> [Document segment]:
——
Skip to content

Sai2521/RISC-Processor

Folders and files

NameName
Last commit message
Last commit date

Latest commit

 

History

4 Commits
 
 
 
 
 
 

Repository files navigation

32-Bit-Processor-

Designed a 32-bit RISC processor using Verilog HDL with a 5-stage pipeline (IF, ID, EX, MEM, WB). Supports MIPS32 instructions, with hazard detection and forwarding. Simulated in Xilinx Vivado and synthesized on ZedBoard FPGA for real-time validation.

▫️ MIPS32

  • 32 x 32 bit GPRs [R0 to R31]
  • R0 hardwired to logic0
  • 32 bit Program Counter (PC)
  • No flag registers (carry, zero, sign..etc)
  • Few Addresing Modes
  • Only Load and Store instructions can access memory
  • We assume memory word size is 32 bits (word addressable)

▫️ Addressing Modes

Addressing Mode Example Instruction
Register addressing ADD R1,R2,R3
Immediate addressing ADDI R1,R2, 200
Base addressing LW R5, 150(R7)
PC relative addressing BEQZ R3, Label
Pseudo-direct addressing J Label

▫️ Instructions Considered

Not all instructions of MIPS32 are considered in this design, for implementation sake only a few instructions are considered, mentioned below:

  • Load and Store Instructions
LW R2,124(R8) // R2 = Mem[R8+124]  
SW R5,-10(R25) // Mem[R25-10] = R5  
  • Arithmetic and Logic Instructions (only register operands)
——
> [Material provided]:
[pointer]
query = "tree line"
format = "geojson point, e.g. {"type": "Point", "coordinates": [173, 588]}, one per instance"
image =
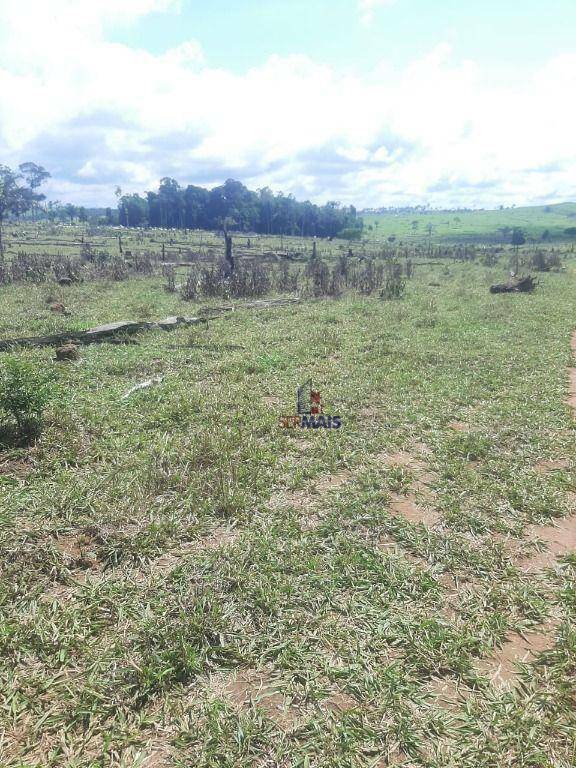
——
> [Short exercise A]:
Answer these questions about the RISC processor description, one line each:
(i) What are the five stages of the pipeline?
(ii) Which register is hardwired to logic 0?
(iii) Which addressing mode does the instruction "BEQZ R3, Label" illustrate?
> [Short exercise B]:
Resume the RISC processor description after its final line, "Arithmetic and Logic Instructions (only register operands)", keeping the same format.

> [Task result A]:
(i) IF, ID, EX, MEM, WB
(ii) R0
(iii) PC relative addressing

> [Task result B]:
ADD R1,R2,R3 // R1 = R2 + R3  
ADD R1,R2,R0 // R1 = R2 + 0  
SUB R12,R10,R8 // R12 = R10 – R8  
AND R20,R1,R5 // R20 = R1 & R5  
OR R11,R5,R6 // R11 = R5 | R6  
MUL R5,R6,R7 // R5 = R6 * R7  
SLT R5,R11,R12 // If R11 < R12, R5=1; else R5=0 
  • Arithmetic and Logic Instructions (immediate operand)
ADDI R1,R2,25 // R1 = R2 + 25  
SUBI R5,R1,150 // R5 = R1 – 150  
SLTI R2,R10,10 // If R10<10, R2=1; else R2=0 
  • Branch Instructions
BEQZ R1,Loop // Branch to Loop if R1=0  
BNEQZ R5,Label // Branch to Label if R5!=0  
  • Jump Instruction
J Loop // Branch to Loop unconditionally  
  • Miscellaneous Instructioon
HLT // Halt execution 

▫️ Instruction Encoding

ISR

  • shamt : shift amount, funct : opcode extension for additional functions.
  • Some instructions require two register operands rs & rt as input, while some require only rs.
  • This requirement is only identified only after the instruction is decoded.
  • While decoding is going on, we can prefetch the registers in parallel, which may or may not be used later.
  • Similarly, the 16-bit and 26-bit immediate data are retrieved and signextended to 32-bits in case they are required later.

▫️ Stages of Execution

The instruction execution cycle contains the following 5 stages in order:

  1. IF : Instruction Fetch
  2. ID : Instruction Decode / Register Fetch
  3. EX : Execution / Effective Address Calculation
  4. MEM : Memory Access / Branch Completion
  5. WB : Register Write-back
  • micro operations not shown here.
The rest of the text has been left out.